** Start DATASET **

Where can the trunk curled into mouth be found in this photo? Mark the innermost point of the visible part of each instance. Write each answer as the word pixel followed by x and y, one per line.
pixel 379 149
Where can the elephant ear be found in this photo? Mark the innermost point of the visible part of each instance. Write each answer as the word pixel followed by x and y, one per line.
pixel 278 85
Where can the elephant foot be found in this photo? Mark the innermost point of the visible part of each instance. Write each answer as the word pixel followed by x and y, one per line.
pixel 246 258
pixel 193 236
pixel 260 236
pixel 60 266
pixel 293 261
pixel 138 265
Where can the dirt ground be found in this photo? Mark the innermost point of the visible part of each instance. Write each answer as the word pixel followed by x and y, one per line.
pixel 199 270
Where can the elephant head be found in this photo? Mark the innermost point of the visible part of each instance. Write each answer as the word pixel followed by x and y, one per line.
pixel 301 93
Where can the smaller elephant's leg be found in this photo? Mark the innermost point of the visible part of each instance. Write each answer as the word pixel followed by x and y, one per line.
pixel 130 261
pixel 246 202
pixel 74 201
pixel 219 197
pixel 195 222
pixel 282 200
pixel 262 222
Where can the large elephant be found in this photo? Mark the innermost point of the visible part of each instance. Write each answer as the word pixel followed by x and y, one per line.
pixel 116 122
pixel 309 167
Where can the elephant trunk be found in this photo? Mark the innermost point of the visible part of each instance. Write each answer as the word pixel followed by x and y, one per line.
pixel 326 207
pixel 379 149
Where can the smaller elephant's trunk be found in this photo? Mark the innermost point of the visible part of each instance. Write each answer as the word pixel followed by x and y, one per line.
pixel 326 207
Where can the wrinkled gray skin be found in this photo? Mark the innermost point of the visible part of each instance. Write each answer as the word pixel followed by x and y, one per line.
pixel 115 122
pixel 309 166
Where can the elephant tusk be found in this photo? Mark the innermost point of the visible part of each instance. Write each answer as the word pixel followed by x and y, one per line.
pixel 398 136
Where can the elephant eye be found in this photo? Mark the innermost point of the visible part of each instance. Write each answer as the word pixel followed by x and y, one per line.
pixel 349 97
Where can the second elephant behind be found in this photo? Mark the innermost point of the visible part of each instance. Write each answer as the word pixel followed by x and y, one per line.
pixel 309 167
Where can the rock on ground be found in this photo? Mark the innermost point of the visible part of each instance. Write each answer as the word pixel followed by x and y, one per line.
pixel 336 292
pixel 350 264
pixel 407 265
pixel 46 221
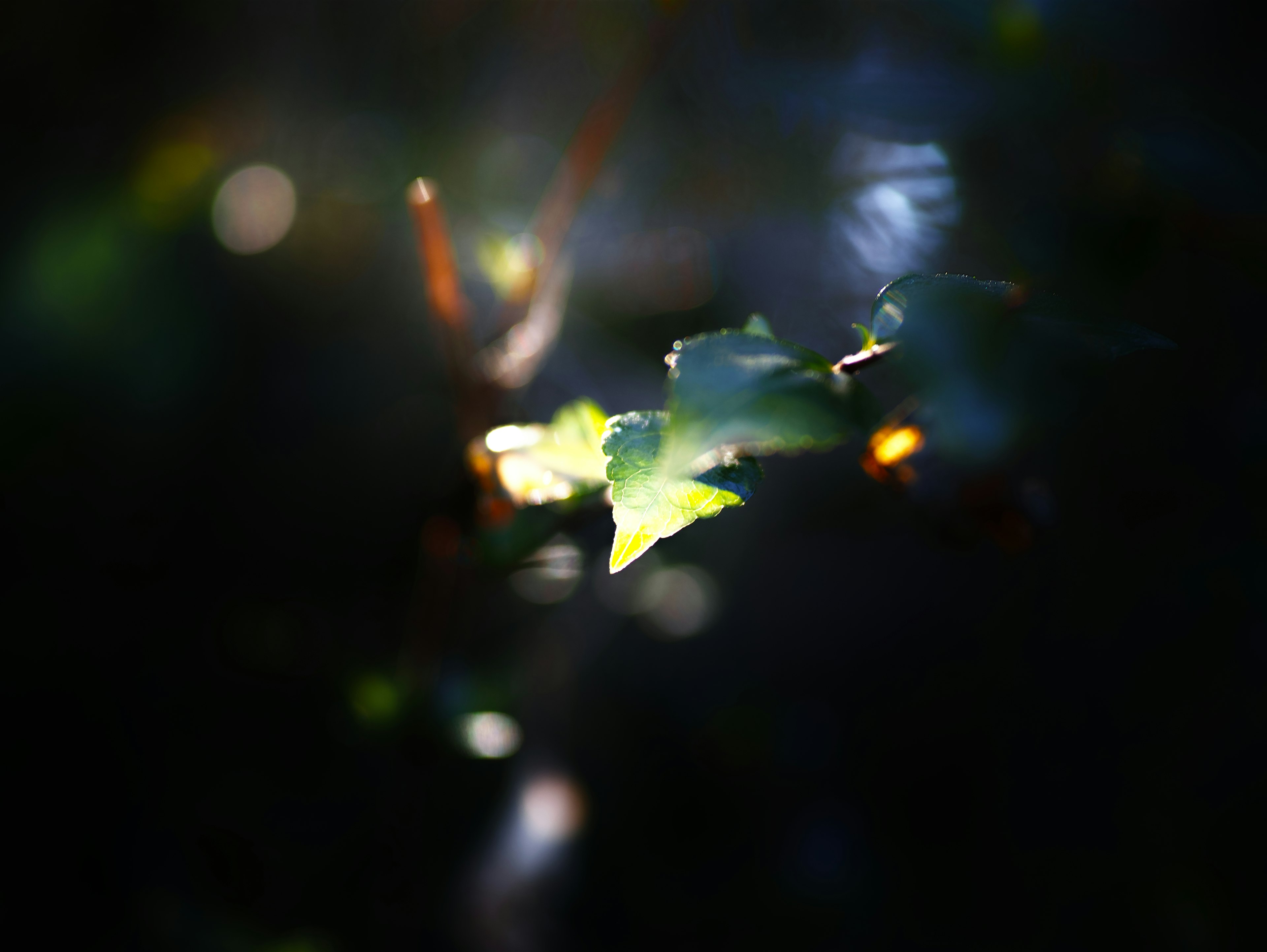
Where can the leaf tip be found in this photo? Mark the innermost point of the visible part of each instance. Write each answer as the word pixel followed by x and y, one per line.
pixel 758 325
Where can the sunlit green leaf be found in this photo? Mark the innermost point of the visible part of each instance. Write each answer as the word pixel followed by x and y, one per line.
pixel 734 392
pixel 648 501
pixel 545 463
pixel 758 325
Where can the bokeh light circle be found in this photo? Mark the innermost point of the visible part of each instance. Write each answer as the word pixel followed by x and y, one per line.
pixel 254 210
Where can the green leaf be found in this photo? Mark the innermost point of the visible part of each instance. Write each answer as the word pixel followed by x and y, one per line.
pixel 539 464
pixel 947 297
pixel 648 501
pixel 740 393
pixel 758 325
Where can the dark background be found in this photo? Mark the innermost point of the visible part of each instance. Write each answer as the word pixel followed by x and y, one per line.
pixel 899 733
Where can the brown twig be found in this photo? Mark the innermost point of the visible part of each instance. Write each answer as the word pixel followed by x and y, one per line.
pixel 855 363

** End DATASET **

Reproduce the stretch of the listing above from the line containing "Where can the elephant eye" through the end of the listing, including both ends, word for word. Leave the pictures out of your copy.

Where can the elephant eye be found in this photo? Mark the innermost point of the visible part of each instance. Write each answer as the word pixel followed by x and y, one per line.
pixel 349 97
Where can the second elephant behind be found in this photo? Mark the innermost point of the visible part of each instance. Write each answer as the word pixel followed by x and y, one per line.
pixel 309 167
Where can the rock on ground be found in this photo? Mark the innermost point of the visible part of each instance. Write each answer as the word pixel followed by x and y, one per line.
pixel 336 292
pixel 350 264
pixel 407 265
pixel 46 221
Where can the leaf tip be found in this photo? Mark the innermost point of the visible part of each instance. Write each answer as the word pixel followed by x and y, one per line.
pixel 758 325
Where can the sunlit green leaf be found in this photo? Mark the innermost point of the visible part of each instance. Write each answer as the word pixel followed by x and y, one per line.
pixel 734 392
pixel 648 501
pixel 545 463
pixel 758 325
Where can the bokeh light circle be found in this photo? Mark the innermost point of the visible part of each instance. Write each answer as the word pixel followed by x and y, one per line.
pixel 254 210
Where can the green leaf be found in this photo? Mark the innermost point of the visible part of each instance. Write each answer as the word pixel followed by x and y, one per line.
pixel 539 464
pixel 947 297
pixel 648 501
pixel 740 393
pixel 758 325
Where can the dark background be found in this photo? Mark the innermost point of the visible part of each instance. Write each answer as the word pixel followed by x and y, one per line.
pixel 899 733
Where can the brown twig be found in this photo? Mark the innermost point of the visible part of each instance. Write each answer as the word pixel followed by x and y, one per line.
pixel 855 363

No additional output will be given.